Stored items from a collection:
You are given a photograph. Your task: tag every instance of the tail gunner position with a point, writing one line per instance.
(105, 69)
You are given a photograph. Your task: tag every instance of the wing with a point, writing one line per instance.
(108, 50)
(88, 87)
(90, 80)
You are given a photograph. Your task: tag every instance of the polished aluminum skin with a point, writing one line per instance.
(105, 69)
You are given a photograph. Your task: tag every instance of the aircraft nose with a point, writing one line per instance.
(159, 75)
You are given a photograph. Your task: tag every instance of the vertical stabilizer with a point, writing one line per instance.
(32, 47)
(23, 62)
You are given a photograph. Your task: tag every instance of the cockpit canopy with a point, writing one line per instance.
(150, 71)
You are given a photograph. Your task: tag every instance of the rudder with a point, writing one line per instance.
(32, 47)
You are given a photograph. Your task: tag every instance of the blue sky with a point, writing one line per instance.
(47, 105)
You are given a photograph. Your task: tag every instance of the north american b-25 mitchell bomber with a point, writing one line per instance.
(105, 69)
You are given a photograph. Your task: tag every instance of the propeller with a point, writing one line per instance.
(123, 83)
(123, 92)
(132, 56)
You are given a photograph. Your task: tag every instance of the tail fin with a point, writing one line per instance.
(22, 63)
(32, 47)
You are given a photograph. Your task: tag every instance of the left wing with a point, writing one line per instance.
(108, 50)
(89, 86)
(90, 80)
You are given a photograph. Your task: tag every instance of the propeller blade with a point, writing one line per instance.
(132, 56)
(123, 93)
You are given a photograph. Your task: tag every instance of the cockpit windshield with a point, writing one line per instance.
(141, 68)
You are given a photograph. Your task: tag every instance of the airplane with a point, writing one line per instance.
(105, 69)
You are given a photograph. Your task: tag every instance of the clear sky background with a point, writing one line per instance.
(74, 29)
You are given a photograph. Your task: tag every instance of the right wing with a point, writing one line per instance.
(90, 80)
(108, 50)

What you need to do ▸
Each record must be repeated exactly as it is.

Expected answer ▸
You are given a photograph. Your task: tag every instance of the tail gunner position with a point, writing one line per instance.
(105, 69)
You are given a photograph. Your task: tag every instance of the wing with a point, writing one line per instance.
(108, 50)
(88, 87)
(90, 80)
You are given a photograph. Your task: tag every instance of the polished aluminum skin with a point, writing one line per instance.
(105, 69)
You are given a photograph. Your task: tag every instance of the aircraft nose with a point, writing one line per instance.
(159, 75)
You are given a photograph. Your task: tag every instance of the vertical stabilizer with a point, writing one line per instance.
(32, 47)
(23, 62)
You are given a photograph. Your task: tag every instance of the cockpit canopy with a point, writing one line per instance.
(150, 71)
You are given a photograph. Your task: tag every instance of the rudder with a point, writing one line per instance.
(32, 47)
You are given a photograph. Your task: tag every instance of the blue sky with a point, writing one line per instance.
(47, 105)
You are given a photograph. Your task: tag every instance of the north american b-25 mitchell bomber with a point, writing one line per instance.
(105, 69)
You are given a photograph. Your task: tag every instance of the propeller with a point, writing one line per instance.
(123, 83)
(123, 92)
(132, 56)
You are given a photograph. Your task: tag every instance of the tail fin with a point, writing one line per instance.
(22, 63)
(32, 47)
You are given a photograph. Your task: tag every instance of the left wing with a point, writing one line per instance.
(108, 50)
(89, 86)
(90, 80)
You are given a photograph. Your task: tag every instance of the propeller blade with a point, writing one line per instance.
(132, 56)
(123, 93)
You are given a photograph. Your task: tag every instance of the cockpit windshield with a point, writing one line per instance.
(141, 68)
You are given a photograph. Your task: tag every instance of the airplane with a point, writing one line per instance.
(105, 69)
You are given a photograph. Your task: tag every instance of the clear sky background with a point, writing one line per instance.
(74, 29)
You are given a photograph. Your task: tag every instance of the right wing with a point, writing one line per instance.
(90, 80)
(108, 50)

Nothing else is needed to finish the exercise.